● **WRITTEN TASK**: Repeat exactly the lines that run from the one containing "Task: indicate the decorative" to the end of the data, and leave out all others.

● **RECORDS SHOWN**:
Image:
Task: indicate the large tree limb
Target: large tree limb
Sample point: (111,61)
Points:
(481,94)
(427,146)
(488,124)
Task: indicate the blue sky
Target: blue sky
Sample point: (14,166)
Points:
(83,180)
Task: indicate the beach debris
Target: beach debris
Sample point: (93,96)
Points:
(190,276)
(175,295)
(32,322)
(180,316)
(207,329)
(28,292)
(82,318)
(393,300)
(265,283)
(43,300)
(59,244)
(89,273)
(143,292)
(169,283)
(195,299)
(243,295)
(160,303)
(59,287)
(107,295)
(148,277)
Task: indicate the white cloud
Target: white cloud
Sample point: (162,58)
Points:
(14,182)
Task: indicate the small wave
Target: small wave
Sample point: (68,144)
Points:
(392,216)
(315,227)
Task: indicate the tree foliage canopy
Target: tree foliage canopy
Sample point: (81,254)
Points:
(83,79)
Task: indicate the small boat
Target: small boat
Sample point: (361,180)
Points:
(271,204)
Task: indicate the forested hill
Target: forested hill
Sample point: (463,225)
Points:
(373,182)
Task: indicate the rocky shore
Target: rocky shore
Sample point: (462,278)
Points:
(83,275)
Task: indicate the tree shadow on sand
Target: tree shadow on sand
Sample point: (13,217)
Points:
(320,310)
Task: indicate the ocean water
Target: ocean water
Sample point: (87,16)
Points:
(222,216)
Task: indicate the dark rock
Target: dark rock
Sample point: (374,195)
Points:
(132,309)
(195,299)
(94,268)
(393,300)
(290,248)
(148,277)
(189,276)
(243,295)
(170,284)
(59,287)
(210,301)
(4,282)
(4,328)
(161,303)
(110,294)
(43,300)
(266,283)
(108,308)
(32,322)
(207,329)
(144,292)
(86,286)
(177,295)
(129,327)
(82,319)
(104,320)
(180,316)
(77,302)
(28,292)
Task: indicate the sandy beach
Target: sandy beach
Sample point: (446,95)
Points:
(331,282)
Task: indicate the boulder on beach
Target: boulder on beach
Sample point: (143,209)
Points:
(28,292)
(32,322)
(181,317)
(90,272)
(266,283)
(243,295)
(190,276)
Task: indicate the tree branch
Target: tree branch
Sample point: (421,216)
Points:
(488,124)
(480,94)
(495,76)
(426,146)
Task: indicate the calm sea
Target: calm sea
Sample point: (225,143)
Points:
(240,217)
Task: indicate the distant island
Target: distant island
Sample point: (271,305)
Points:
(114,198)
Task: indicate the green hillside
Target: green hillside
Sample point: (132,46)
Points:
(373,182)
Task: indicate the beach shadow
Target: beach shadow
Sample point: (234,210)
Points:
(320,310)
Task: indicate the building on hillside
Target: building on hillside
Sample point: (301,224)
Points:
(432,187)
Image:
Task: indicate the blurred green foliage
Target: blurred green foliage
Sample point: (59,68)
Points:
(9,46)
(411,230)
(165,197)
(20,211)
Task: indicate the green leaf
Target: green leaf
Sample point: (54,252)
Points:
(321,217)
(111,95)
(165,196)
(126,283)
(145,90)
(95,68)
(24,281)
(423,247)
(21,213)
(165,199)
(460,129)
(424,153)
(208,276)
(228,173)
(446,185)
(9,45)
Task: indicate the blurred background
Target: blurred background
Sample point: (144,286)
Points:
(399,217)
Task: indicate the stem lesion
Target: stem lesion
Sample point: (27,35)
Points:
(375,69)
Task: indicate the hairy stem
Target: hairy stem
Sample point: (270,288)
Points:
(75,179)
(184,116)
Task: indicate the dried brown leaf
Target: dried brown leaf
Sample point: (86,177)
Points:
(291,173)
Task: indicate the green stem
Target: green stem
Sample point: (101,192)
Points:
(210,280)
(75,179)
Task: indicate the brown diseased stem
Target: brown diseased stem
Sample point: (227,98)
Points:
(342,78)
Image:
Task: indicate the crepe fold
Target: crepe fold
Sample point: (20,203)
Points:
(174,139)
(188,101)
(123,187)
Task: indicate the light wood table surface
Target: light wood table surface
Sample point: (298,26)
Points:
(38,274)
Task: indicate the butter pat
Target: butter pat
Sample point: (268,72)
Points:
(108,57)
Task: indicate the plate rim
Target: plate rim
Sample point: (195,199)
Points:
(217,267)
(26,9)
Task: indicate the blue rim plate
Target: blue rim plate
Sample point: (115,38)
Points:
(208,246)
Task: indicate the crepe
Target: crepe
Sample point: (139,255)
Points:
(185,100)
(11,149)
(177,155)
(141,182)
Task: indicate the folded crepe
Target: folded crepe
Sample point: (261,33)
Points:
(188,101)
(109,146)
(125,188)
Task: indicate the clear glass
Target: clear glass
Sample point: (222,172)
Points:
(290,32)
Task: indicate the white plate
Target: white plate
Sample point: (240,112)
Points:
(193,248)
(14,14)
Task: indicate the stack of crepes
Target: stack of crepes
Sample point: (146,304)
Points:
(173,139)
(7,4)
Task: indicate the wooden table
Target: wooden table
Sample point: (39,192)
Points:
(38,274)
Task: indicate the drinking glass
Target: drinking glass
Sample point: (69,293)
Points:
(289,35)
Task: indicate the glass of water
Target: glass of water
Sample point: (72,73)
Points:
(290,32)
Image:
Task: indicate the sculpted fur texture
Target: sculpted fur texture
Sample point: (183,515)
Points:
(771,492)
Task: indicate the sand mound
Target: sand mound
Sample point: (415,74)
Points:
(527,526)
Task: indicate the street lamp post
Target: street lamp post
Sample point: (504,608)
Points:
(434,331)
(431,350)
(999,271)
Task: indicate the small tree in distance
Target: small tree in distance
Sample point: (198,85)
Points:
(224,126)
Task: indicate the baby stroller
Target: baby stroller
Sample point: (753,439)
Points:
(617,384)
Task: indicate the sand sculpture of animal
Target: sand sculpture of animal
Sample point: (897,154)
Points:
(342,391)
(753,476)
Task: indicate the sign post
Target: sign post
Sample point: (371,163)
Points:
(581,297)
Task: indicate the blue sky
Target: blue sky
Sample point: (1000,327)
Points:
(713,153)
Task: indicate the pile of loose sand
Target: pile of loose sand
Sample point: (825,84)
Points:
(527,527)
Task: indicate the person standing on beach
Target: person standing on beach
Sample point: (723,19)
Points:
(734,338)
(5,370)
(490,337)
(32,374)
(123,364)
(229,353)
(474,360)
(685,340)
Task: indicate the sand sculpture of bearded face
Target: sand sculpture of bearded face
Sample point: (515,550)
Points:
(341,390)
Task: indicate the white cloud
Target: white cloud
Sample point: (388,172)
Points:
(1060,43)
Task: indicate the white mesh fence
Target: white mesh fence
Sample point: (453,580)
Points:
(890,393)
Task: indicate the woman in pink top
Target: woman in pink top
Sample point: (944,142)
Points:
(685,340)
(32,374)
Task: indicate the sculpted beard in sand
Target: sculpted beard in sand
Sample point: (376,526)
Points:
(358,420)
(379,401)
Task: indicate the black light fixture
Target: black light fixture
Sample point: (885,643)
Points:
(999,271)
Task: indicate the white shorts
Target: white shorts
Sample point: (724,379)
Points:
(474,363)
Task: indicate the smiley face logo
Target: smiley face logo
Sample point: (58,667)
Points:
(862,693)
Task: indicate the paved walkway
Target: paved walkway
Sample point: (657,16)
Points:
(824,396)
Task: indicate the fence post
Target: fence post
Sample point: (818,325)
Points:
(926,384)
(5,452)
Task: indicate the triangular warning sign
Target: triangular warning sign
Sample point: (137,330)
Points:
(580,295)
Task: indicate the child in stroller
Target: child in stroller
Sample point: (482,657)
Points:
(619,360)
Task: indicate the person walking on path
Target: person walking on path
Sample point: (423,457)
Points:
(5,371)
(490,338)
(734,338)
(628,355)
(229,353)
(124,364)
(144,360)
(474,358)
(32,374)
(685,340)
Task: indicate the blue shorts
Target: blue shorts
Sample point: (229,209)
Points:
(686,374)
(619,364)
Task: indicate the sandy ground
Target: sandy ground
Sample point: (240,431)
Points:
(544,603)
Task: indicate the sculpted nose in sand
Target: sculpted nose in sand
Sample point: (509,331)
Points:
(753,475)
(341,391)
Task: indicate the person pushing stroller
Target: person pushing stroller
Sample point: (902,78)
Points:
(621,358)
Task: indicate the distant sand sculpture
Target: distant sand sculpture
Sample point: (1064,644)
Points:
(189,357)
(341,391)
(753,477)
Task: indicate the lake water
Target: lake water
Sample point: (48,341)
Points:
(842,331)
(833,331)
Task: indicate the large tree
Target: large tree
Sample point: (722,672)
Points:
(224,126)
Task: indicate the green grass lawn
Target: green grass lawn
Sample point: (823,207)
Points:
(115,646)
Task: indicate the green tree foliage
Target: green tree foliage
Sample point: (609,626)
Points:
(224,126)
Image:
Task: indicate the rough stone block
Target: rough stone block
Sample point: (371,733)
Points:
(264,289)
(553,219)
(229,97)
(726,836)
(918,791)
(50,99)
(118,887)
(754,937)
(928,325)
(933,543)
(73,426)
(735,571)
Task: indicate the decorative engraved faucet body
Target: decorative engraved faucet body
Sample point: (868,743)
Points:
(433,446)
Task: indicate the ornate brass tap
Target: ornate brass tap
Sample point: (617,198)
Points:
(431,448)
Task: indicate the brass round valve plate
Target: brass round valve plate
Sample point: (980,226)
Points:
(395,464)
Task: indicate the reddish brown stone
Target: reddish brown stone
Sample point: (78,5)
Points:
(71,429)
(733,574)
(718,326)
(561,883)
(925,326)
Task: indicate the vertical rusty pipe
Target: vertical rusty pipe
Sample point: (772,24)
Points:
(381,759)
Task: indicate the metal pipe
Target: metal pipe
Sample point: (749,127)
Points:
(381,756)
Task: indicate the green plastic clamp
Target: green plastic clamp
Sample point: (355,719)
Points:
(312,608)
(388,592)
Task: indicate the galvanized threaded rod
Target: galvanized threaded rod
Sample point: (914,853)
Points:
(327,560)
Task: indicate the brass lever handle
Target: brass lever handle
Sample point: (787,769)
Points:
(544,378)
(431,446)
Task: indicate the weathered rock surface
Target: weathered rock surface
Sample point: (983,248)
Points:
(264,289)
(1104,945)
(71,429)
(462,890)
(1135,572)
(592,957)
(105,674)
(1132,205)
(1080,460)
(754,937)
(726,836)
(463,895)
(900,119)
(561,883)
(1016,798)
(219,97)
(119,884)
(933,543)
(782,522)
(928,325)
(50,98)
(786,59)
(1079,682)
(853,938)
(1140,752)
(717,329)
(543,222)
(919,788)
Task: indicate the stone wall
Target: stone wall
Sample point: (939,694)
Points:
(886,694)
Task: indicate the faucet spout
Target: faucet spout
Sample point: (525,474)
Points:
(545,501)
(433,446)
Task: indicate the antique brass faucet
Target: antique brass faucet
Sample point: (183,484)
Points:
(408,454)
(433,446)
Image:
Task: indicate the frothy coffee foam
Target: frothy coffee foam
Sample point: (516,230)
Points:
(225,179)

● **FINAL RESULT**:
Task: indicate the decorative engraved faucet body
Target: decorative engraved faucet body
Sample point: (868,743)
Points:
(433,446)
Task: indicate the ornate brass tap
Target: ornate brass tap
Sample point: (617,198)
Points:
(431,448)
Task: indicate the brass round valve plate
Target: brass round valve plate
Sample point: (980,226)
Points:
(395,464)
Task: indicate the reddish brown stone
Target: reddish brown stone
Sample point: (78,5)
Points:
(71,429)
(733,574)
(718,326)
(561,883)
(925,326)
Task: indicate the vertical rusty pipe
Target: vertical rusty pipe
Sample point: (772,24)
Points:
(381,759)
Task: indicate the metal pipe
Target: metal pipe
Sample point: (749,127)
Points:
(381,756)
Task: indicate the green plastic clamp
Target: green plastic clamp
Sample point: (355,719)
Points:
(312,608)
(388,592)
Task: indicate the galvanized threaded rod
Target: galvanized threaded rod
Sample point: (914,853)
Points:
(327,560)
Task: indicate the brass lever handle
Target: brass lever handle
Sample point: (787,769)
Points:
(544,378)
(431,446)
Task: indicate the weathered rock surface
Target: weathered rock surface
Sample point: (983,248)
Points:
(264,289)
(1104,945)
(71,429)
(462,890)
(1135,572)
(592,957)
(105,674)
(1132,205)
(1080,460)
(754,937)
(726,836)
(463,895)
(900,119)
(561,883)
(1016,798)
(219,97)
(119,884)
(933,543)
(782,522)
(928,325)
(50,98)
(786,59)
(1079,682)
(853,938)
(1140,752)
(717,329)
(543,222)
(919,788)
Task: indicate the stone wall
Target: stone wall
Sample point: (939,694)
Points:
(886,694)
Task: indicate the faucet spout
Target: faucet spout
Sample point: (525,474)
Points:
(545,501)
(433,446)
Task: indicate the antique brass faucet
Target: antique brass faucet
Sample point: (183,484)
Points:
(408,454)
(433,446)
Image:
Task: indicate the frothy coffee foam
Target: frothy coffee foam
Sample point: (516,230)
Points:
(225,179)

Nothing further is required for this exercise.